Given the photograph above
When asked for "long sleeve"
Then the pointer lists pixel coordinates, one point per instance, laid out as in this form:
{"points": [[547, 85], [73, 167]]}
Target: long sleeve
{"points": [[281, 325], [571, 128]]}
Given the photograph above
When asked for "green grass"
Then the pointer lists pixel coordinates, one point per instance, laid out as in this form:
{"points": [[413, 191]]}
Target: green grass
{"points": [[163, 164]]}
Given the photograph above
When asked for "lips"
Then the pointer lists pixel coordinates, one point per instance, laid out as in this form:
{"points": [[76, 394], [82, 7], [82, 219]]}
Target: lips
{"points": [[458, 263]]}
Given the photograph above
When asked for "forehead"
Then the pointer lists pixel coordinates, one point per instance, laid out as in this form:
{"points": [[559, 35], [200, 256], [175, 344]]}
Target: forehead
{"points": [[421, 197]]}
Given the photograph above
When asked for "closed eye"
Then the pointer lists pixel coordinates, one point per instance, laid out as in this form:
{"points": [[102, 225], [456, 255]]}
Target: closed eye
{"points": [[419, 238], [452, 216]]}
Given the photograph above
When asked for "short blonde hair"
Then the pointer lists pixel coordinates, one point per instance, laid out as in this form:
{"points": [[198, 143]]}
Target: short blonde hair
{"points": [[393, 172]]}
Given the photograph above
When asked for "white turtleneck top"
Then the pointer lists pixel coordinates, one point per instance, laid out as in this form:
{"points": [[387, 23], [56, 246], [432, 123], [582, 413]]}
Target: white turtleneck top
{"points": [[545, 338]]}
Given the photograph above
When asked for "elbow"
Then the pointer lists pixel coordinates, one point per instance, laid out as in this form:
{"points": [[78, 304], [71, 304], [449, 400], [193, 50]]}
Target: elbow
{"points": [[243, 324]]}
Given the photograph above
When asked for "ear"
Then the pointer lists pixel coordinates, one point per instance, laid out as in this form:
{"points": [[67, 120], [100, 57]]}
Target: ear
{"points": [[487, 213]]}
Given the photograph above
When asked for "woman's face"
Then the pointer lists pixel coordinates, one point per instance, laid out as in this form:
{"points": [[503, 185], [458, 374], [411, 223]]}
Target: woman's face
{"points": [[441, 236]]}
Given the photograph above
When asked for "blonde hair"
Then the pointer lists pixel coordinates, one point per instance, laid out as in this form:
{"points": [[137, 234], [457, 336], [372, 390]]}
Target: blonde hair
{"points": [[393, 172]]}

...

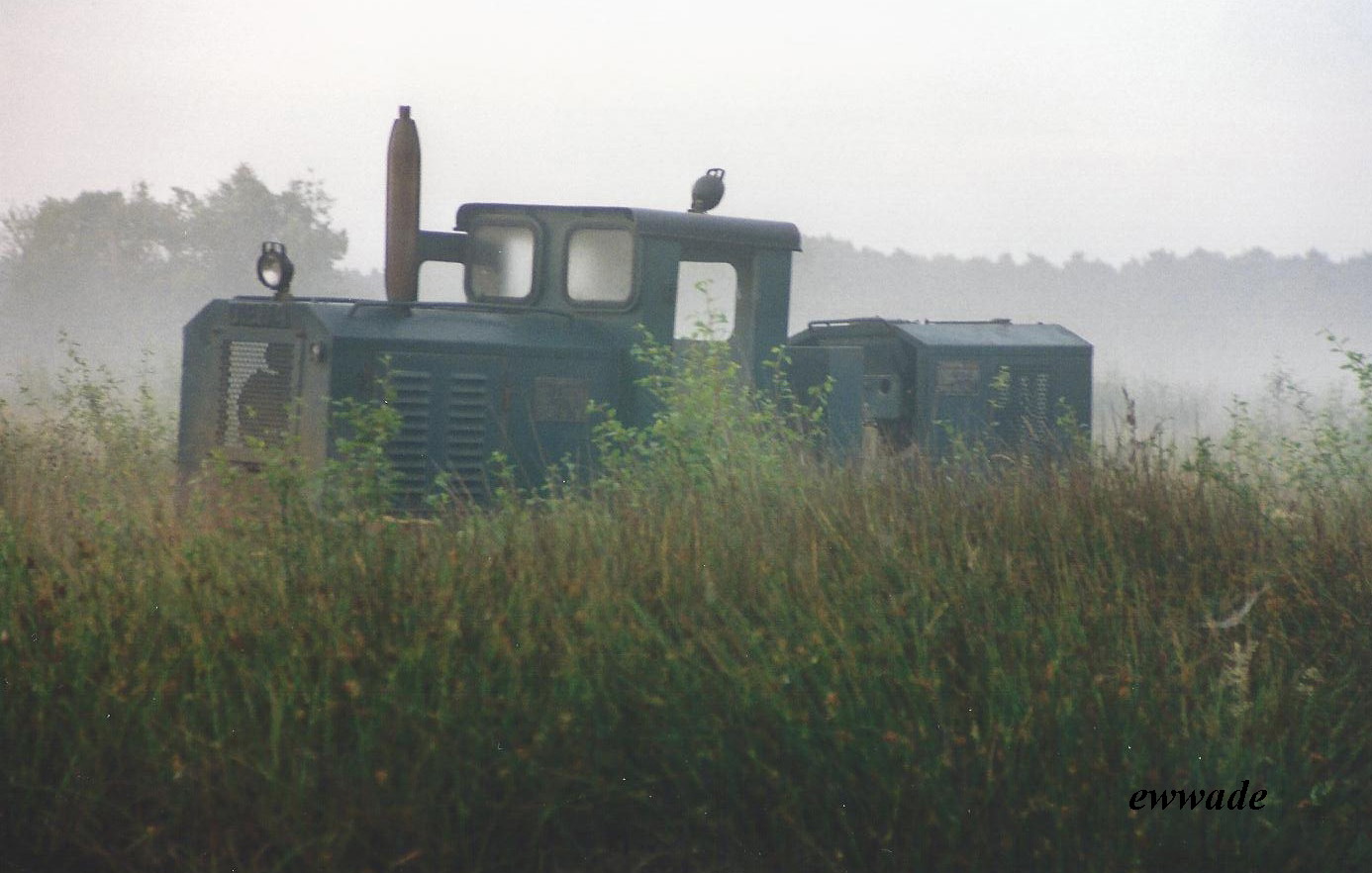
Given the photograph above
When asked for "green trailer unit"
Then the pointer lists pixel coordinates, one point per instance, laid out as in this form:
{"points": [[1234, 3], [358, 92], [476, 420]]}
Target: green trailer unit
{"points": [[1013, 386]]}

▶ _Requirements_
Select every line of the records that contains the string "Target", and copy each one unchanged.

▶ _In response_
Target: long sleeve
Target: green grass
Target: lips
Target: forehead
Target: closed eye
Target: short blonde hair
Target: white turtleneck top
Target: elbow
Target: ear
Target: woman's face
Target: blonde hair
Target: green trailer unit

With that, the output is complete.